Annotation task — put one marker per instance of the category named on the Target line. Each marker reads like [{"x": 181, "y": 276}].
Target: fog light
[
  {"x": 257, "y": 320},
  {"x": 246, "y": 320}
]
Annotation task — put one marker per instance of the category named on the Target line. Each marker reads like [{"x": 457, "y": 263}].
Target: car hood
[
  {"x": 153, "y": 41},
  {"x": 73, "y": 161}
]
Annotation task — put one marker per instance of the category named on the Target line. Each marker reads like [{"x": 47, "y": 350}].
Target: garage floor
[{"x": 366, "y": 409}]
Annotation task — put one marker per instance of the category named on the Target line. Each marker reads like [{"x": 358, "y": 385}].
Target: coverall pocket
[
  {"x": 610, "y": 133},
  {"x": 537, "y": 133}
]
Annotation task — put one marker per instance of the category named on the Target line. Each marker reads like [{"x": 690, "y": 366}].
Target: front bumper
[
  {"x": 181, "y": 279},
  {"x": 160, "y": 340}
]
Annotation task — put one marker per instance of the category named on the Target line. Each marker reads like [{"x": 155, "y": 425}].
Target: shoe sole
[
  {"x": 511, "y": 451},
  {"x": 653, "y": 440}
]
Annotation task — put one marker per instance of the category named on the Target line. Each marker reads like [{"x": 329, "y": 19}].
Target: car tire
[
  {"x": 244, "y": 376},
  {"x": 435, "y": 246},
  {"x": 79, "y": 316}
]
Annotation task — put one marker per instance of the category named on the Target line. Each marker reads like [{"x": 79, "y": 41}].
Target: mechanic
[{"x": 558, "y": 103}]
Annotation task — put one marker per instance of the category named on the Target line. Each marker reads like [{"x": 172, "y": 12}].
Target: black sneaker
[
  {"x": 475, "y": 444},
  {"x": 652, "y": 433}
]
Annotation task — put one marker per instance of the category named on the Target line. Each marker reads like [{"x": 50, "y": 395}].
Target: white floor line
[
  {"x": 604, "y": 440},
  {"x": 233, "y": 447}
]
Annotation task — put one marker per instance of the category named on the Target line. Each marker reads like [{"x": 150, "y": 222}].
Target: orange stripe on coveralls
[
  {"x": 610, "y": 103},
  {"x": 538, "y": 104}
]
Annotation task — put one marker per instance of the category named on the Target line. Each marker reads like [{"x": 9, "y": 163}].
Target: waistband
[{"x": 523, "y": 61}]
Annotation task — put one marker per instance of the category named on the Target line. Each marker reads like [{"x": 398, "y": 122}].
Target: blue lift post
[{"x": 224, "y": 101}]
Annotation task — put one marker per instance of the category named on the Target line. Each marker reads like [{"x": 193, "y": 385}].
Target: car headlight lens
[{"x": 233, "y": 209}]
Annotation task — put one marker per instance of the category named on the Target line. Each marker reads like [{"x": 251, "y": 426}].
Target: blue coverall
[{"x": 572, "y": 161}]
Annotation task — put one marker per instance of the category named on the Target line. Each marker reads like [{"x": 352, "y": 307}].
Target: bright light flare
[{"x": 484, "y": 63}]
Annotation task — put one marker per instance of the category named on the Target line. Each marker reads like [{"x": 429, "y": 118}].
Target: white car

=== Aim ===
Write out the whole listing again, exactly as it stands.

=== Written answer ===
Annotation task — put one marker per instance of the category named on the Target line. Each marker reads like [{"x": 181, "y": 276}].
Target: fog light
[
  {"x": 257, "y": 320},
  {"x": 246, "y": 320}
]
Annotation task — put one marker per instance of the category named on the Target line. Each marker reads like [{"x": 457, "y": 263}].
Target: car hood
[
  {"x": 153, "y": 41},
  {"x": 73, "y": 161}
]
Annotation task — put one marker per instance of the category named on the Target line. Each marker reads like [{"x": 47, "y": 350}].
Target: garage floor
[{"x": 366, "y": 409}]
Annotation task — put one marker per instance of the category named on the Target line. Each marker reads like [{"x": 358, "y": 385}].
Target: coverall pocket
[
  {"x": 610, "y": 133},
  {"x": 537, "y": 133}
]
Annotation task — put one marker per instance of the category named on the Target line. Each marker reads like [{"x": 690, "y": 366}].
Target: front bumper
[
  {"x": 181, "y": 279},
  {"x": 160, "y": 340}
]
Annotation task — put one marker per instance of the category named on the Target line. Each marker reads like [{"x": 155, "y": 425}].
Target: shoe sole
[
  {"x": 511, "y": 451},
  {"x": 653, "y": 440}
]
Annotation task — put one marker per instance of the category named on the Target line. Each marker reads like [{"x": 329, "y": 19}].
Target: car tire
[
  {"x": 244, "y": 376},
  {"x": 435, "y": 246},
  {"x": 79, "y": 316}
]
Annotation task — put one marker per instance of the category named on the Target line. Each marker reads like [{"x": 79, "y": 41}].
Target: mechanic
[{"x": 558, "y": 103}]
Annotation task — put one marker per instance of the category named on the Target line. Each marker reads like [{"x": 172, "y": 12}].
Target: black sneaker
[
  {"x": 475, "y": 444},
  {"x": 652, "y": 433}
]
Annotation task — put one marker per instance of the category named on the Target line. Each marker reads like [{"x": 50, "y": 395}].
Target: white floor line
[
  {"x": 604, "y": 440},
  {"x": 233, "y": 447}
]
Annotation task — put one marker per instance of the category named on the Target line. Each marker reads like [{"x": 150, "y": 222}].
Target: orange stripe on coveralls
[
  {"x": 610, "y": 103},
  {"x": 538, "y": 104}
]
Annotation task — put one marker per instance of the category named on the Target line. Each marker reads like [{"x": 9, "y": 163}].
Target: waistband
[{"x": 523, "y": 61}]
Annotation task — put one marker per instance of the category named on the Target line. Each marker reads like [{"x": 398, "y": 122}].
Target: blue lift post
[{"x": 224, "y": 101}]
Annotation task — put one marker per instance of the category named on the Target line. Each marker reads like [{"x": 193, "y": 385}].
Target: car headlight lens
[{"x": 233, "y": 209}]
Annotation task — put one marker per instance of the category named on the Target line. Each marker reads like [{"x": 251, "y": 426}].
Target: blue coverall
[{"x": 572, "y": 161}]
Annotation task — put one marker per instance of the category named on the Target line. Each marker reads like [{"x": 352, "y": 307}].
Target: bright light flare
[{"x": 484, "y": 63}]
Annotation task — put one marker per instance of the category named on the Target line. Each marker reads like [{"x": 429, "y": 118}].
Target: white car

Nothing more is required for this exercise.